### Records from a data collection
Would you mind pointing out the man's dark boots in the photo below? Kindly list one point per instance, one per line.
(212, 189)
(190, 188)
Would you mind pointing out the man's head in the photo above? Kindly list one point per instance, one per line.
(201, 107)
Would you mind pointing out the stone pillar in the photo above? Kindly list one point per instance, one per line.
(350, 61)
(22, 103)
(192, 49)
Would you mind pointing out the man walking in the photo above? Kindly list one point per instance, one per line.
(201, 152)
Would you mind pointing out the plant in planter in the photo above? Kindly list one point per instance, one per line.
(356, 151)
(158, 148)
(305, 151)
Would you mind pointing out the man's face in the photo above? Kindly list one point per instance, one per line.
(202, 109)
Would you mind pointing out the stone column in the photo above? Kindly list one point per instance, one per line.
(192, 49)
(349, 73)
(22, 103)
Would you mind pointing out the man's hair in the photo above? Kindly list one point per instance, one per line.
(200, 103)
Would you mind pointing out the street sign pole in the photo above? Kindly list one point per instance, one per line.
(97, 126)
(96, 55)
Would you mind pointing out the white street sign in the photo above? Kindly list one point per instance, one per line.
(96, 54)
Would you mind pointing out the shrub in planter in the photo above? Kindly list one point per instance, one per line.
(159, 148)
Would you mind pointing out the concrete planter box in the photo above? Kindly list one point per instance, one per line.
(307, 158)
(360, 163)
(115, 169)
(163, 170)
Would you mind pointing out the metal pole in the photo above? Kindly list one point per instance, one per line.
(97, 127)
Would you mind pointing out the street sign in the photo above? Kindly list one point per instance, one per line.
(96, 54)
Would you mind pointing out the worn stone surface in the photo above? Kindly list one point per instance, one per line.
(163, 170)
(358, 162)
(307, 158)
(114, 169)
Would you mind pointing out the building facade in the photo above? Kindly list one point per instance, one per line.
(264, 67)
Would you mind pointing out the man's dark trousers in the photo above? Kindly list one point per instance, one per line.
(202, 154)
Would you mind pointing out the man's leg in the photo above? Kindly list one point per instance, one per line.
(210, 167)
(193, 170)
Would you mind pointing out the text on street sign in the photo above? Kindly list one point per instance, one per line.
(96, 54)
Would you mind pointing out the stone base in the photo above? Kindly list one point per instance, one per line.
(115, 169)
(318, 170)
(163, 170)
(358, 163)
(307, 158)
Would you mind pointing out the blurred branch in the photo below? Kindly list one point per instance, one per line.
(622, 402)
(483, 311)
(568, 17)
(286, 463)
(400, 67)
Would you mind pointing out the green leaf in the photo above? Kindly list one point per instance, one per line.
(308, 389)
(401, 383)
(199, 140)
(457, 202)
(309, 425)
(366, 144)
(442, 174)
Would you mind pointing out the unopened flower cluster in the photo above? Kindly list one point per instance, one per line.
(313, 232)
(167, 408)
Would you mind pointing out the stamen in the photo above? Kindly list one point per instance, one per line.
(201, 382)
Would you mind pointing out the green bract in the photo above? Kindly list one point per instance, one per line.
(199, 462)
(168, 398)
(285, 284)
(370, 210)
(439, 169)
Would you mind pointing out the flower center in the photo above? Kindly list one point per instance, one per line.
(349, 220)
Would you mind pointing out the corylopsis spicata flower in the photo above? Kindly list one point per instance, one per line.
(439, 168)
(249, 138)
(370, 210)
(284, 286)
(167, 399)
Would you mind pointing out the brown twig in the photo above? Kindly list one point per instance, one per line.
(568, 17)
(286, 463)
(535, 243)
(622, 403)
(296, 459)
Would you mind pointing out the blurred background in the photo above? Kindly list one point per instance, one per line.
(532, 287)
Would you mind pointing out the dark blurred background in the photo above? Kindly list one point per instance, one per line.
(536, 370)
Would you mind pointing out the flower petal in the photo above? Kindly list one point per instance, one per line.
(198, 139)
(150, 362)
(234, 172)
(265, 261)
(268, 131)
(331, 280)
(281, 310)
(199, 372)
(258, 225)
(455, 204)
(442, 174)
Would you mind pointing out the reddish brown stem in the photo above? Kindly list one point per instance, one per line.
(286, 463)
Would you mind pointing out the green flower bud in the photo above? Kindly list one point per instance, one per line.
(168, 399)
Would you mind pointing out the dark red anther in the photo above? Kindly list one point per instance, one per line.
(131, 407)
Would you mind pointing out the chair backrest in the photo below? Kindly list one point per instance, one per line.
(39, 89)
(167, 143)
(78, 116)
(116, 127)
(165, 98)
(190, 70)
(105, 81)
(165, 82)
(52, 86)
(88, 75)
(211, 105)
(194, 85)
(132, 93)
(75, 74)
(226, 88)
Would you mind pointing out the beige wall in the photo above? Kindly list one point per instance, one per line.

### WORK INSTRUCTION
Transcribe all the data word for word, as it appears above.

### RESULT OF THE TASK
Would you mind pointing out the man's dark boots in the photo below? Kindly list one point per instance, one per line.
(212, 189)
(190, 188)
Would you mind pointing out the man's head in the photo above? Kindly list one point per instance, one per line.
(201, 107)
Would you mind pointing out the stone pillar in the photo above? Kindly list one point per instance, one per line.
(350, 61)
(22, 103)
(192, 49)
Would you mind pointing out the man walking in the photo above? Kindly list one point per instance, one per line.
(201, 152)
Would you mind pointing out the plant in planter in the photo above? Kindly list one point per instance, one per line.
(356, 151)
(158, 148)
(305, 151)
Would you mind pointing out the man's face in the photo above? Kindly list one point per instance, one per line.
(202, 109)
Would you mind pointing out the stone column in the photo above? Kindly list one point per instance, one per line.
(192, 49)
(349, 73)
(22, 103)
Would you mind pointing out the man's hair in the photo above? Kindly list one point per instance, one per line.
(200, 103)
Would you mind pointing out the street sign pole in the photo above? Kindly list one point per instance, one per line.
(97, 126)
(96, 55)
Would you mind pointing out the white street sign in the photo above? Kindly list one point per instance, one per line.
(96, 54)
Would you mind pointing out the shrub in planter in the photo above? Kindly list one point per instance, one per line.
(159, 148)
Would you mind pointing out the concrete planter box in the photo above? Kindly list one point per instance, one per line.
(307, 158)
(360, 163)
(115, 169)
(163, 170)
Would you mind pointing out the metal pole in the photo above? Kindly list one point per instance, one per line.
(97, 127)
Would you mind pointing out the street sign in the photo above? Kindly list one point per instance, one per line.
(96, 54)
Would you mind pointing out the worn stone surface in the photo above? Kindly list one point per instance, one per line.
(163, 170)
(358, 162)
(307, 158)
(114, 169)
Would you mind pointing out the building facade in the photo above? Kindly list one point per instance, one per line.
(264, 67)
Would you mind pointing out the man's dark trousers in the photo above? Kindly list one point per instance, one per line.
(202, 154)
Would you mind pointing out the man's leg in the photo above? Kindly list one point per instance, one per line.
(210, 167)
(193, 170)
Would you mind pointing out the text on street sign in the photo above? Kindly list one point per instance, one per line.
(96, 54)
Would you mind pointing out the stone base in the photo above? Kindly list one point per instance, one per line.
(115, 169)
(318, 170)
(163, 170)
(358, 163)
(307, 158)
Would you mind pointing out the blurred branch in the photo below? Kindly list one point per instance, one per line.
(622, 402)
(483, 311)
(568, 17)
(286, 463)
(400, 67)
Would you mind pointing out the green leaf in the photo above? Kindly list one point per instance, one per line.
(308, 389)
(401, 383)
(199, 140)
(457, 202)
(309, 425)
(366, 144)
(442, 174)
Would you mind pointing out the unopened flower cluster in the photo above? Kindly list one point per instance, one per line.
(313, 232)
(167, 408)
Would you mind pointing out the stamen in the photo above? Kindly list one point per instance, one per line.
(201, 382)
Would you mind pointing out the green bract in the photo above? Kindly list one point per instance, one per line.
(199, 462)
(168, 398)
(285, 284)
(370, 210)
(439, 169)
Would you mind pointing out the flower center in the photo above? Kindly list one point per instance, one per line.
(349, 220)
Would you mind pointing out the corylopsis spicata flower in the photo above? Kindly list one point per instance, one per line.
(439, 168)
(249, 138)
(370, 210)
(284, 286)
(167, 399)
Would you mind pointing out the brown twig in the photo above? Kindly list one point per instance, one per line.
(568, 17)
(286, 463)
(535, 243)
(622, 403)
(296, 459)
Would you mind pointing out the blurred background in the photo above? Kindly list one point per instance, one per line.
(532, 287)
Would you mind pointing out the dark blurred background in the photo above? Kindly list one point per instance, one per line.
(536, 370)
Would you mind pointing out the flower petal in the photo above? Kindly list one point per instance, one per line.
(198, 139)
(150, 362)
(234, 172)
(265, 261)
(268, 131)
(331, 280)
(281, 310)
(199, 372)
(258, 225)
(455, 204)
(442, 174)
Would you mind pointing out the reddish brown stem in the photo above? Kindly list one point per instance, one per line.
(286, 463)
Would you mind pointing out the green flower bud in the photo above? Kindly list one point per instance, one per line.
(168, 399)
Would you mind pointing out the dark red anther in the photo above? Kindly list one point per instance, one per line.
(131, 407)
Would you mind pointing out the chair backrest in the photo below? Kindly list one point per instance, one per line.
(39, 89)
(167, 143)
(78, 116)
(116, 127)
(165, 98)
(190, 70)
(105, 81)
(165, 82)
(52, 86)
(88, 75)
(211, 105)
(194, 85)
(132, 93)
(75, 74)
(226, 88)
Would you mind pointing out the beige wall in the photo above? Kindly list one point per instance, one per line.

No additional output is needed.